### DIRECTION
Write out precisely the lines beginning with the line that contains "A teaching note to the class: indicate the decorative" and ending with the last line of the entries, and no other lines.

### SUPPLIED INFORMATION

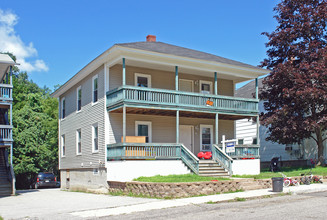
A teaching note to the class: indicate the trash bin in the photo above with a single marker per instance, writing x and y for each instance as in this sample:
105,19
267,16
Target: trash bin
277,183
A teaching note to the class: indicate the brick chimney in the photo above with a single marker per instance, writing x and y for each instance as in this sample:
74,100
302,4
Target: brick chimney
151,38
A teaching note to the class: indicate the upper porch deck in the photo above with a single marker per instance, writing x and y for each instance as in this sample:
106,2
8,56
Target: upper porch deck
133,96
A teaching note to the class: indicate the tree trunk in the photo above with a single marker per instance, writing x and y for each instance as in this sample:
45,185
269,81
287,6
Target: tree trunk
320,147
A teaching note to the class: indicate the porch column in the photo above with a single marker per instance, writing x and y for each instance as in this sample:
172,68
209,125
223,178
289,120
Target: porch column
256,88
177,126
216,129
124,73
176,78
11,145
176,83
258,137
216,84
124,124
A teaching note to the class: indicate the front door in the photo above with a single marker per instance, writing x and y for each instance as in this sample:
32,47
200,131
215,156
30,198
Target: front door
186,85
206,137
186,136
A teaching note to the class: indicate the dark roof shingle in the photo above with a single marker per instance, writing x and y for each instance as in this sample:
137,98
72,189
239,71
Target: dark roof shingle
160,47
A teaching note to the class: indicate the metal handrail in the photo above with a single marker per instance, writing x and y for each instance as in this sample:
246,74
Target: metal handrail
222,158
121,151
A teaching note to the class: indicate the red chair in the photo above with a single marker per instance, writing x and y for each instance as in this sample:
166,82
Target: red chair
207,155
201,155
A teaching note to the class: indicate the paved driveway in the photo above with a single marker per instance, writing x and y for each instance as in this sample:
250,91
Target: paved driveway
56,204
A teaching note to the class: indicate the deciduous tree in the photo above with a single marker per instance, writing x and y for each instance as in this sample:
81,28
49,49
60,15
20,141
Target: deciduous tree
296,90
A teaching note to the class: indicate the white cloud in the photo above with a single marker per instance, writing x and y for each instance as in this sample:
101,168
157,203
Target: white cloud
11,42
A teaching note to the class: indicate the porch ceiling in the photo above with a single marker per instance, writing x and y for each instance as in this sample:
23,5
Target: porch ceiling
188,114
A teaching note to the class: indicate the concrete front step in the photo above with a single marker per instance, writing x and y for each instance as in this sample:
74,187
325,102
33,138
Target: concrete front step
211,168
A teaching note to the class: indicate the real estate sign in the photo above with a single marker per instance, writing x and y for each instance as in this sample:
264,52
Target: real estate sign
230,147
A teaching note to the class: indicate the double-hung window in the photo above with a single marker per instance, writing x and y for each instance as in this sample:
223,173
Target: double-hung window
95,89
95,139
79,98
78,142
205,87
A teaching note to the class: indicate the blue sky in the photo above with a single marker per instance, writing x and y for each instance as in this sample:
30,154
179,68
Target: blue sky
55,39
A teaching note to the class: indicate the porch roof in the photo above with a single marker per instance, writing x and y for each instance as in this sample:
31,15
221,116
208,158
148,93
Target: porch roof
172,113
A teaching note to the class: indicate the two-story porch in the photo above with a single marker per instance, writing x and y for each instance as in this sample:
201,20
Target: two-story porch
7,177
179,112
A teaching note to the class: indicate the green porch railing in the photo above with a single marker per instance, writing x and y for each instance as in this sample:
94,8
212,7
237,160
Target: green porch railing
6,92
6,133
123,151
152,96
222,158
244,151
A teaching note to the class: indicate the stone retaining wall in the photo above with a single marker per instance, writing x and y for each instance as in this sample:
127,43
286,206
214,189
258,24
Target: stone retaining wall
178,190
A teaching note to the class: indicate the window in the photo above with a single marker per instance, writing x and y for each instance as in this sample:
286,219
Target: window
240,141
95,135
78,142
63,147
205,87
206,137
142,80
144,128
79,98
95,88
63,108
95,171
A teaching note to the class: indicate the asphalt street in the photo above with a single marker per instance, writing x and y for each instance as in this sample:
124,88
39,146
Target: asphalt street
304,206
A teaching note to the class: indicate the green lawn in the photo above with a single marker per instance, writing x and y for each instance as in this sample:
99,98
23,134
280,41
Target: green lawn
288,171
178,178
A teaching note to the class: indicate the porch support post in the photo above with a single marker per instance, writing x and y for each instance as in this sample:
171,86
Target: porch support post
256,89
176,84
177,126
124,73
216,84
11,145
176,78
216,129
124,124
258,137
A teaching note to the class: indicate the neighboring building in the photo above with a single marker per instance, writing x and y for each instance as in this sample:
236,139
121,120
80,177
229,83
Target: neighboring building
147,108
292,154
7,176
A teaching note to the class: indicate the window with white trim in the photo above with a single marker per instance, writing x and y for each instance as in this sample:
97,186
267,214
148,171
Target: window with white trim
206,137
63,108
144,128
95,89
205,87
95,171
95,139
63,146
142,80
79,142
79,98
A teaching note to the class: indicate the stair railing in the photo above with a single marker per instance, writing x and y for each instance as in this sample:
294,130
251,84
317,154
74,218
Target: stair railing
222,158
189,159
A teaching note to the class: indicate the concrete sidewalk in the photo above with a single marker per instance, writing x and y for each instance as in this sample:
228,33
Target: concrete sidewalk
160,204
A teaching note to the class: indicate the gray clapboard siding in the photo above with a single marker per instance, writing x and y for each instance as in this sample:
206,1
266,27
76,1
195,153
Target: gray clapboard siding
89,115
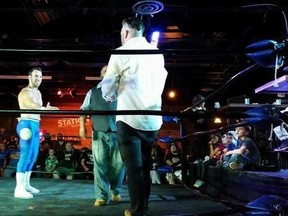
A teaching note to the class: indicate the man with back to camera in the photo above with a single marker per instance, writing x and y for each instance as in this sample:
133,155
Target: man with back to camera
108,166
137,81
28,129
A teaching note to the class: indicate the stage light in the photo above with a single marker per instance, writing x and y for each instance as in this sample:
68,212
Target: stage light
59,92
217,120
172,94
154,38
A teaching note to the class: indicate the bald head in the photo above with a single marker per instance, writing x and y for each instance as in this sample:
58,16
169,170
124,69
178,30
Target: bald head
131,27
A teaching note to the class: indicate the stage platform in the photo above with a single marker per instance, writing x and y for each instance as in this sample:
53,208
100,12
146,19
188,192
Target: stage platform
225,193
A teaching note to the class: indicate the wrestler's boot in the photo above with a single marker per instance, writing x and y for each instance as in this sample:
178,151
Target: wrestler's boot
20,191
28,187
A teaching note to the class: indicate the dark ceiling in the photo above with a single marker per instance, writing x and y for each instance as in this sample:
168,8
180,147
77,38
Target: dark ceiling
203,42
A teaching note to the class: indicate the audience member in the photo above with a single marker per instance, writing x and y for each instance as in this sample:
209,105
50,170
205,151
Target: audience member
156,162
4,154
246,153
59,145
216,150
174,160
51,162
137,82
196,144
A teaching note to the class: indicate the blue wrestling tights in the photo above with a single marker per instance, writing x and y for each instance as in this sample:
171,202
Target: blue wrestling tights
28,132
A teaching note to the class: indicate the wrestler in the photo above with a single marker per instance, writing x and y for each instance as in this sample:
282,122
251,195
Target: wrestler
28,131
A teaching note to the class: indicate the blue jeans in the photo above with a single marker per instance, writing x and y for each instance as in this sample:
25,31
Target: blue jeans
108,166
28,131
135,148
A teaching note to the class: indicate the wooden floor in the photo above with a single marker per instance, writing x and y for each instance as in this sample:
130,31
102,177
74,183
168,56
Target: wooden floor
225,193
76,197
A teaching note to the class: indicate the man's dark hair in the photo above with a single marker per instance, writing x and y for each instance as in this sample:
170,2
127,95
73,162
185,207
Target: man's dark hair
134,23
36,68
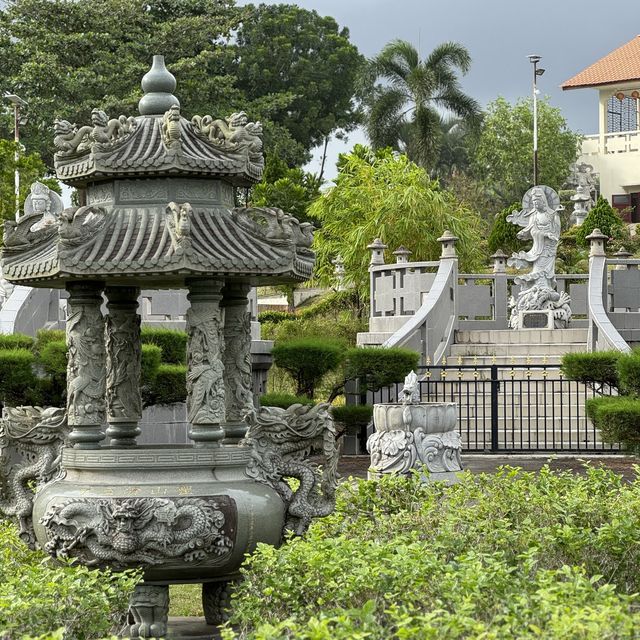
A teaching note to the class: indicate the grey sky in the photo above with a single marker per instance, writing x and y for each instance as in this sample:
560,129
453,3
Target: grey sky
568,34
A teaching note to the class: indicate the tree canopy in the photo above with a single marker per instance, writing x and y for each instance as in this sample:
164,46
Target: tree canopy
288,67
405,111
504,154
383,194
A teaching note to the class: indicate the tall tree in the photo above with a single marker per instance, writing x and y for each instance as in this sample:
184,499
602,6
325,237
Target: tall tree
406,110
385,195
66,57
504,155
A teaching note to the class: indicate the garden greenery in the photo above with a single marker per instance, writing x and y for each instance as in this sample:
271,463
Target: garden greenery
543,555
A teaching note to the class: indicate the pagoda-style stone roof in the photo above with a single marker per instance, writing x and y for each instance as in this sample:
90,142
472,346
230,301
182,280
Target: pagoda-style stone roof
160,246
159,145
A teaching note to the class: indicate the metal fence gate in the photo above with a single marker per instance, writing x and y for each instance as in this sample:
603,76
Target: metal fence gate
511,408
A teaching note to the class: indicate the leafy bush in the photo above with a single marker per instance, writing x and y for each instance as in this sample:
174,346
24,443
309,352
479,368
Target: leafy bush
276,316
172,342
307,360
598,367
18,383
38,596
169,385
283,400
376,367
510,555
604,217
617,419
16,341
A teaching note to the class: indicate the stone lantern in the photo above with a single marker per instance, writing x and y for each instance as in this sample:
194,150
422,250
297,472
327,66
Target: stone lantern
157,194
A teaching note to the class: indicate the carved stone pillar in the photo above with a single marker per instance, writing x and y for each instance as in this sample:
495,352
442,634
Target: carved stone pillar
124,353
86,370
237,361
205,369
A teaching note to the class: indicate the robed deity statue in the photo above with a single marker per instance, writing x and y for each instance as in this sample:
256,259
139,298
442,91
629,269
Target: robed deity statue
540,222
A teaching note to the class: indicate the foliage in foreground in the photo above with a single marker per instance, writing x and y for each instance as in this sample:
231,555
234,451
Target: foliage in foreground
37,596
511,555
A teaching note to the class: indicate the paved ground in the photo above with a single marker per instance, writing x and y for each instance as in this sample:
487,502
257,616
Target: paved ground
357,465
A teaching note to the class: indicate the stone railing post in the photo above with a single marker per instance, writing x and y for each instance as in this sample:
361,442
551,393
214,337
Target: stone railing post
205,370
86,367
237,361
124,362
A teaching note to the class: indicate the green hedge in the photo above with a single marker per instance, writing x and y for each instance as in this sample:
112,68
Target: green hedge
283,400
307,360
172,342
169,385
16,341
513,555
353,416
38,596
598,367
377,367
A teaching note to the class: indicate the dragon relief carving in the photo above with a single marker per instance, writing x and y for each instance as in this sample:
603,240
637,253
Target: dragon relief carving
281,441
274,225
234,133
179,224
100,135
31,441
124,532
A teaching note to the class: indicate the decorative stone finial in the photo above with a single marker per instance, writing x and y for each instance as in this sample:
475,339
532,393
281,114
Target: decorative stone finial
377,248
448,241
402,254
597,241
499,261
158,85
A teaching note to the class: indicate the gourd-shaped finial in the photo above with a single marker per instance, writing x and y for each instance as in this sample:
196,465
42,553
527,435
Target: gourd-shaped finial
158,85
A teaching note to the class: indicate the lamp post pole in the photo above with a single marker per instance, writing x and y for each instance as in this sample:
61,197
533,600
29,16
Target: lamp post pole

### ANSWER
A teaching note to the class: indicate the decorative stone finial in the photo above with a single marker per instance, writing x and y for each instance as in this sample:
475,339
532,393
281,114
Target: decorative stone finial
377,248
448,241
402,254
597,241
499,261
158,85
A teaching note to the class: indicate the gourd-shaped finial in the photo above with a single marker per instance, writing x and y for each instance as in this sample:
196,465
42,553
527,435
Target: gourd-shaped finial
158,85
A teaching note to the class: indicate the lamp post pole in the photo above with a single marker per instance, writing x and y for each instance as in this sample:
61,197
533,600
29,16
Target: lamp post pole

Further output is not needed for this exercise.